── 提供された本文

ケアコンサルタント 川上由里子公式ブログ

東急介護セミナーを終えて

カテゴリー: 活動報告

10月19日に行われた横浜市緑区制50周年記念の東急介護セミナー/クレールレジデンス横浜十日市場の様子をレポートしてくださいました。

参考:結人「お知らせ 10/13「家族が認知症になったら」セミナー

クレールレジデンス横浜十日市場便り
タウンニュース(青葉区版)

悪天候で延期になったにもかかわらず、お越しくださった皆様ありがとうございました。
懐かしい方にお逢いすることができたり、新しい出逢いがあったり、ナース友人や職場の仲間がかけつけてくれたりと嬉しい一日でした。
どの方にもサービス付き高齢者向け住宅での安心できる暮らしの風景は印象に残ったようです。

クレールレジデンス横浜十日市場の皆様、大変お世話になりありがとうございました。
カフェという開かれた場所、お客様との距離が近い場所で音楽をかけてのセミナーは、私自身もとても楽しかったです。
新しい住まい方、自分らしい暮らしを応援しています。

9月はいつも社員コンサルティングでお世話になっている企業の企画するFPとの対談式セミナーに登壇という機会をいただきました。

2000年から始まった介護保険制度により、それまでの措置制度からサービスを選び契約する社会へと大きく変化しましたが、保険財政はすでに逼迫。
制度は効率化重点化へと進んでいます。多くの人が将来に不安を抱えています。

近年は公的な介護保険ではなく、民間の介護保険や認知症に備える保険が続々と開発されていますが、今回私が時間をかけ関わらせていただいたのは、介護を受ける人の保険ではなく、「介護しながら働く人の仕事と介護の両立を支援するための保険」の開発。
介護離職を予防し仕事も介護も大切にしながら働き続けることが目的です。

「もう辞めるしかない」「私が介護に専念すれば」そんな思いで離職を選ぶ人がいますが、経済的にも精神的にも、収入がなくなり情報弱者となる介護離職は、人生の大きなリスクとなってしまいます。
今回FPのF講師、そして保険開発に携わる企業プロジェクトメンバーの皆様とご一緒させていただくことで、介護を福祉や医療の視点のみならず幅広く捉えることができ、改めて勉強になりました。

介護を人生のリスクの時間としないために、様々な工夫ができる時代となってきました。
もしも私がまだ20歳ほど若ければ、この福利厚生の保障を必ず選んでいたと思います。
お金とニーズにあった情報があれば、支え方、暮らし方をもっと工夫することができることを知っているからです。

私は介護の実態とともに、介護で得られる大切なものがあることも人々に伝えていきたいと思い日々研鑽しています。
介護が必要になってもあきらめずに人生の後半を豊かに過ごしてほしい、お金持ちだけが豊かな社会であってほしくない、これが私の大きな願いです。

────

**課題 1**
セミナー報告の文章によると、介護保険制度は何年に始まりましたか。
**課題 2**
セミナー報告の文章で言及されている保険の種類をすべて挙げてください。
**課題 3**
セミナー報告の文章を、最後の文の続きから書き進めてください。
項目はセミナー報告の文章とは無関係です。

── データ内容

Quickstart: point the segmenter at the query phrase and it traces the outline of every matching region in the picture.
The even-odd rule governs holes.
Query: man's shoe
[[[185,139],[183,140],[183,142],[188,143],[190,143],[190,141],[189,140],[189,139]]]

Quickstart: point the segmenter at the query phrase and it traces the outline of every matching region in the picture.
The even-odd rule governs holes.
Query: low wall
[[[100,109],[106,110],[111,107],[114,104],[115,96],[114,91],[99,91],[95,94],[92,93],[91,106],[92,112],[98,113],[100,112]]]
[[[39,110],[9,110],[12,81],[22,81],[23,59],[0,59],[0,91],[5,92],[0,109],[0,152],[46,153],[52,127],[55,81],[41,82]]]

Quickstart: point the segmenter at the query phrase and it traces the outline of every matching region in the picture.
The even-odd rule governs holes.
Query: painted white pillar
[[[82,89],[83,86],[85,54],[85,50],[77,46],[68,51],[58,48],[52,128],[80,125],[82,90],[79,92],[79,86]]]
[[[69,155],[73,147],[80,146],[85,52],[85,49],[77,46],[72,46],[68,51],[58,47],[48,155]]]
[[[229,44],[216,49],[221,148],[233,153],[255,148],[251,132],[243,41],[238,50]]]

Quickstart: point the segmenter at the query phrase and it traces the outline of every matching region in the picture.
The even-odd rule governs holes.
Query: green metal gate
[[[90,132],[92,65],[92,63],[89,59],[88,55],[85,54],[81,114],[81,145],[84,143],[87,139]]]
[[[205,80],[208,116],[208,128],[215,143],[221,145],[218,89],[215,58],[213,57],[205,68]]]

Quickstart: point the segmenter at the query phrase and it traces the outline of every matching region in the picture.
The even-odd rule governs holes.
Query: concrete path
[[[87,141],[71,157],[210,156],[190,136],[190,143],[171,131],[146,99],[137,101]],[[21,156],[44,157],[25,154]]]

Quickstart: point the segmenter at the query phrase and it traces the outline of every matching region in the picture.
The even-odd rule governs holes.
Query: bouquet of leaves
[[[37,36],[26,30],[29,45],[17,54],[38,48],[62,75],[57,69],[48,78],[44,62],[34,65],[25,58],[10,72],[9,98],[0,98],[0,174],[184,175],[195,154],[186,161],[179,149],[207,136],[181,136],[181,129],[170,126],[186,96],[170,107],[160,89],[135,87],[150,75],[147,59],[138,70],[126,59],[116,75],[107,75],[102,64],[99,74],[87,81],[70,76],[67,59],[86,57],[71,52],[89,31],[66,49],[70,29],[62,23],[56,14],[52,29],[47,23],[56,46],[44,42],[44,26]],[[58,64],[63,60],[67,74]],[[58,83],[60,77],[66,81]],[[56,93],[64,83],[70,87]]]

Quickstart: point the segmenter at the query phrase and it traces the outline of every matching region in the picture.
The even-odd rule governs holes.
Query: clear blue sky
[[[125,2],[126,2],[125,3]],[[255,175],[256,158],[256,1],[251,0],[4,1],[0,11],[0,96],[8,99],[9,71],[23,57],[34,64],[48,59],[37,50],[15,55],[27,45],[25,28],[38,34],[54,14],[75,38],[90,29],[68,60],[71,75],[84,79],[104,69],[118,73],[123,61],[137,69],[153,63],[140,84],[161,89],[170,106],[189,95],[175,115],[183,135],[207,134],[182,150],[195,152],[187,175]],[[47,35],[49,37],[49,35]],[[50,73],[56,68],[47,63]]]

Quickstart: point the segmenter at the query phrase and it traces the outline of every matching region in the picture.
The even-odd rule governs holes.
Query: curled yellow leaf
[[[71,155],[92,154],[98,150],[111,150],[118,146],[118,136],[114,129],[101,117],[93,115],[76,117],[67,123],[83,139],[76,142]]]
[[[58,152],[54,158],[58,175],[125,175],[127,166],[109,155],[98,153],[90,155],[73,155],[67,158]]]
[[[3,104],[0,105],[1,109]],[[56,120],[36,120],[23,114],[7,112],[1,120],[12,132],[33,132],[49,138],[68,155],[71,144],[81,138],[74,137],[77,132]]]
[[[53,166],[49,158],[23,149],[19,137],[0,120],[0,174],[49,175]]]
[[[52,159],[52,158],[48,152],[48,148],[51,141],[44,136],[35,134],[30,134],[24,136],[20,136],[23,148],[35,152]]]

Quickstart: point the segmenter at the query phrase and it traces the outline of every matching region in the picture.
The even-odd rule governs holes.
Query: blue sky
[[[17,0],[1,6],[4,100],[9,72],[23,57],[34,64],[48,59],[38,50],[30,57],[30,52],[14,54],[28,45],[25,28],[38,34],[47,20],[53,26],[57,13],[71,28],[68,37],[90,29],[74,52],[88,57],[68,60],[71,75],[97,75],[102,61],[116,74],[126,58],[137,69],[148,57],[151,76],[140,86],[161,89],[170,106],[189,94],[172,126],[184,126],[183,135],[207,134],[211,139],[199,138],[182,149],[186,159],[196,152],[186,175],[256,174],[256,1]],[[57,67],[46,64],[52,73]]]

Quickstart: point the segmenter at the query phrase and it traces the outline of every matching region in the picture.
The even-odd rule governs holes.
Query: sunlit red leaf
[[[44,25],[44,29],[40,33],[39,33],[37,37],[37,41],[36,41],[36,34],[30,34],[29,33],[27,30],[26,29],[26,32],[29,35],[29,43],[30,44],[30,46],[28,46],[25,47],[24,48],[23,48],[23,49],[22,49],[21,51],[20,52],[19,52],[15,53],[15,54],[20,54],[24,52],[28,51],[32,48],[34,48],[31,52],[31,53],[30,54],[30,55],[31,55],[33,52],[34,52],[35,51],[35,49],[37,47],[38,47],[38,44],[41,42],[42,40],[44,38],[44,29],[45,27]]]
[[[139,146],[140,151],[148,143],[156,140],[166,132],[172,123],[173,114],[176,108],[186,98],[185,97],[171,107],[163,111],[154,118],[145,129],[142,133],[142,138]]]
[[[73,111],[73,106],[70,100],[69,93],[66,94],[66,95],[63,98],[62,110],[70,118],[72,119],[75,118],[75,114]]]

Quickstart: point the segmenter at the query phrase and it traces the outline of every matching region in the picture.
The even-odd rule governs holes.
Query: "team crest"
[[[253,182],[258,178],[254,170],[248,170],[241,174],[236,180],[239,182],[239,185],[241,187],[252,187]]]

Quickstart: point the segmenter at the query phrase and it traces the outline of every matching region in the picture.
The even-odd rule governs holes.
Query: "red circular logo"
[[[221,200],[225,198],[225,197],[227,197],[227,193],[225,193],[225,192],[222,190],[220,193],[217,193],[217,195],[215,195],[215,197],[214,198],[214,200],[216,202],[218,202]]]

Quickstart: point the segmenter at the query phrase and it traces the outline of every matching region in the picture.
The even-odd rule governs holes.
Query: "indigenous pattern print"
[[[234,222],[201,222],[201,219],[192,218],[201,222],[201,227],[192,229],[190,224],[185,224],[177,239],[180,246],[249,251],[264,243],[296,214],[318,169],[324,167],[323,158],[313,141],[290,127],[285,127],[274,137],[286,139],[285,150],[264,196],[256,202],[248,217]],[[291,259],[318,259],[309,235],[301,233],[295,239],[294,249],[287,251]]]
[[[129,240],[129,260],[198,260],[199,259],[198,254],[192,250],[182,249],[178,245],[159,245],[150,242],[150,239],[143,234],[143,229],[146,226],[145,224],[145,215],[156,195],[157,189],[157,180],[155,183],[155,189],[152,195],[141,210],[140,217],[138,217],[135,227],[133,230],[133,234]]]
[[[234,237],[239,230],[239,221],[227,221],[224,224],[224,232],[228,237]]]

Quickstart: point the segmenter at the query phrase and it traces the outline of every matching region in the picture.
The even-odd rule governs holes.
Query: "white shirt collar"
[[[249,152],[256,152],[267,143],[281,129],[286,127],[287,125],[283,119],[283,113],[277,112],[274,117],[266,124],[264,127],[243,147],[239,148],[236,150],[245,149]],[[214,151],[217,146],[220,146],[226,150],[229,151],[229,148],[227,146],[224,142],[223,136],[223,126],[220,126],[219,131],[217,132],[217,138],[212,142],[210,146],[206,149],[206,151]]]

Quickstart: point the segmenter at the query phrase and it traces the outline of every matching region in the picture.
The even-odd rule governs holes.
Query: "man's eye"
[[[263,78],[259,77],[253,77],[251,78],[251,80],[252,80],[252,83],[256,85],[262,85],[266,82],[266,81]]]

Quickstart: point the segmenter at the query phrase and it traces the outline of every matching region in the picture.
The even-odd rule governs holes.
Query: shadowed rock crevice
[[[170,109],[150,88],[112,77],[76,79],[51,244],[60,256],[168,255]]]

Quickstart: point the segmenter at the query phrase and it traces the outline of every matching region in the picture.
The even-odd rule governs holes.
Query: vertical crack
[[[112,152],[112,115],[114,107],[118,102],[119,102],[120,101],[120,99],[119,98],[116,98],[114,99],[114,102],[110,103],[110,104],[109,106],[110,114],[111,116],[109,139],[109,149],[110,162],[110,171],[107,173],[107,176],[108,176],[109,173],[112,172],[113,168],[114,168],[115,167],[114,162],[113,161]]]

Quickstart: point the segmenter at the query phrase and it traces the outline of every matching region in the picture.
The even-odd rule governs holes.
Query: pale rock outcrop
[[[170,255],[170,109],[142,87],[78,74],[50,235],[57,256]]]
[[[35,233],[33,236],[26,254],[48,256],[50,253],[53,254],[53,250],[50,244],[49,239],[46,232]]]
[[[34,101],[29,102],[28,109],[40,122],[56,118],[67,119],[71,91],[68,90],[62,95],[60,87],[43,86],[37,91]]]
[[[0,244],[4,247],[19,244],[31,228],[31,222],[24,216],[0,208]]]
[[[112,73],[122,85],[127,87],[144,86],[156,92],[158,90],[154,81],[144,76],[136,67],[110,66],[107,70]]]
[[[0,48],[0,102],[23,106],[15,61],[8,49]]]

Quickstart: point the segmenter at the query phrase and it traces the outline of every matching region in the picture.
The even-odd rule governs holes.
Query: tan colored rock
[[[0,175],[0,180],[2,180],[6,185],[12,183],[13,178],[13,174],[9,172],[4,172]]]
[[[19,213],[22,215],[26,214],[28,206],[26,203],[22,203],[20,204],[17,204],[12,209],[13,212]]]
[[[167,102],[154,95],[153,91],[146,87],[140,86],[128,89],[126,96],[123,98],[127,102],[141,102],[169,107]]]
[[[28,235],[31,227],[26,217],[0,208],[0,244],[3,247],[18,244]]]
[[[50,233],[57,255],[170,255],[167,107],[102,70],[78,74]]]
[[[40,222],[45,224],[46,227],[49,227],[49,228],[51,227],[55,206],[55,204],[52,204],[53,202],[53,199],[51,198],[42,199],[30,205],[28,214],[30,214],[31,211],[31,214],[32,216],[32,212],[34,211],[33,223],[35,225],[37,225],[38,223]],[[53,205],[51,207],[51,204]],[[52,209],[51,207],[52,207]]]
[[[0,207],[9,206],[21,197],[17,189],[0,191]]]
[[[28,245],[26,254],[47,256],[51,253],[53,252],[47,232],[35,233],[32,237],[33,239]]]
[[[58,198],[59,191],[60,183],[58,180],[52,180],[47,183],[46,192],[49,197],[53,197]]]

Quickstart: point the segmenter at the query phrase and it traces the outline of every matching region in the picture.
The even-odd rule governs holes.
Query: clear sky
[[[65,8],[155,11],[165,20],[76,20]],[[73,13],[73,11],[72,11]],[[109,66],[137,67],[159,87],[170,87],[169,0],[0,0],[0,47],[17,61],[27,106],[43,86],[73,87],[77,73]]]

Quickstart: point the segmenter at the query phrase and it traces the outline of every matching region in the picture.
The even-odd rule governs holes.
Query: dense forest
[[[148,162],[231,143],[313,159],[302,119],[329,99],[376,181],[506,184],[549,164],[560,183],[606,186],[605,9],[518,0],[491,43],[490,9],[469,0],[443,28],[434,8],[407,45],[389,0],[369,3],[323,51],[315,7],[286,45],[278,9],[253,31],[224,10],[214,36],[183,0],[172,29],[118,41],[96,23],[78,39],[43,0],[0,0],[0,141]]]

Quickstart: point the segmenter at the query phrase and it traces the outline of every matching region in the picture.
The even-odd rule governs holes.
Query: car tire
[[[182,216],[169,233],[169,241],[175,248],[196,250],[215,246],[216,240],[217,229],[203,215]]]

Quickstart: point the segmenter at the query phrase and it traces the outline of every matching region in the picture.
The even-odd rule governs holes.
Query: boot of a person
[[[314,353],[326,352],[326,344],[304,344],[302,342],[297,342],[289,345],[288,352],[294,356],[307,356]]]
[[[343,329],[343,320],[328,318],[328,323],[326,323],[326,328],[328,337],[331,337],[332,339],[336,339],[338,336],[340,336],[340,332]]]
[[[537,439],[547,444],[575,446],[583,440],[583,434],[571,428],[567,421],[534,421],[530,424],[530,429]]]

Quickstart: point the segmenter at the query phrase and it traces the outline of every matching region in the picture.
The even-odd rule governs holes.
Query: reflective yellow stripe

────

**回答 1**
2000年です。

**回答 2**
公的な介護保険、民間の介護保険、認知症に備える保険、介護を受ける人の保険、介護しながら働く人の仕事と介護の両立を支援するための保険

**回答 3**
初のFP対談方式のセミナーは、準備含めドキドキしましたが、プロジェクトメンバーの志、お力は大きくあたたかく、最終的にはとても楽しかったです。  
ベテランF先輩講師からはプレゼンのまとめ方、伝え方についても改めて学ばせていただきました。思いがけずラッキーな機会でした。

横に手をつなぎ開発に携わったケア職のプロからも、多くの学びをいただきました。
メンバーとしてお声がけいただきありがとうございました。
あきらめない!共に明るい社会を目指しましょう。

セミナー最終回はなんと企業の体育館でした。
体育館の壇上に上がれるってなかなかない経験。
立った瞬間「なんか懐かしい~~」。卒業証書をもらったのが最後でしょうか。
就業後にも関わらず多くの方にご参加ご質問いただき、関心の高さに驚きました。
ご清聴いただきありがとうございました。

ワサビです。
川上さんが2年以上かけてようやく完成させた本がいよいよ明日発売になります。
働く人にとってこれさえ読めば介護に関することはバッチリという内容になっていますのでぜひ手に取ってみてください。

「これで安心!働きながら介護する
― ケアも仕事も暮らしもバランスとって」

技術評論社
2019年8月30日発売
A5判/224ページ
定価(本体1,480円+税)
ISBN 978-4-297-10829-8

突然訪れる大切な人の介護。そのとき、あなたはどうしますか?
介護離職をする人は年間約10万人。
離職して介護に専念する人のなかには、介護が終わったあと、「うつ」になってしまう人や収入が途絶え経済的に立ち行かなくなる人もいます。
介護と仕事の両立では、想像以上に難しい事態に直面することが少なくありません。
本書は、大切なあの人を介護しながら、自分の暮らしや仕事も手放さず続けていくためのヒントとアイディアをまとめたものです。
介護保険や医療保険などサービスの利用法、介護される人の住まい選びと整え方、仕事を続けるための介護休業制度活用や働き方の調整、介護される人とのコミュニケーションと自分自身のケアまで、「わたしの仕事と介護の両立」にチャレンジする先輩達の実例を交え、お伝えします。

第1章 介護の現状と基礎知識
第2章 介護と住環境 高齢期の住まいを考えよう
第3章 働きながら介護するための工夫 仕事と介護の両立のためにできること
第4章 介護される人とのコミュニケーションと介護する人のケア 自分のことを考えてみよう

電子版もあります。
さらに細かい内容や購入先は技術評論社のページをご覧ください。

【川上さんのコメント】

約2年前の5月のこと。
突然、出版社から「現在企画検討中の新刊書籍について、執筆のご協力をいただけませんか?」とのご連絡をいただき、有楽町駅近くの喫茶店にて丁寧に書かれた企画書を拝見いたしました。
うかがってみると、東京都産業労働局様のサイト「介護と仕事の両立支援サイト」に掲載された川上コラム、川上由里子公式ブログ/結人をご覧いただいてのお声掛けとのこと。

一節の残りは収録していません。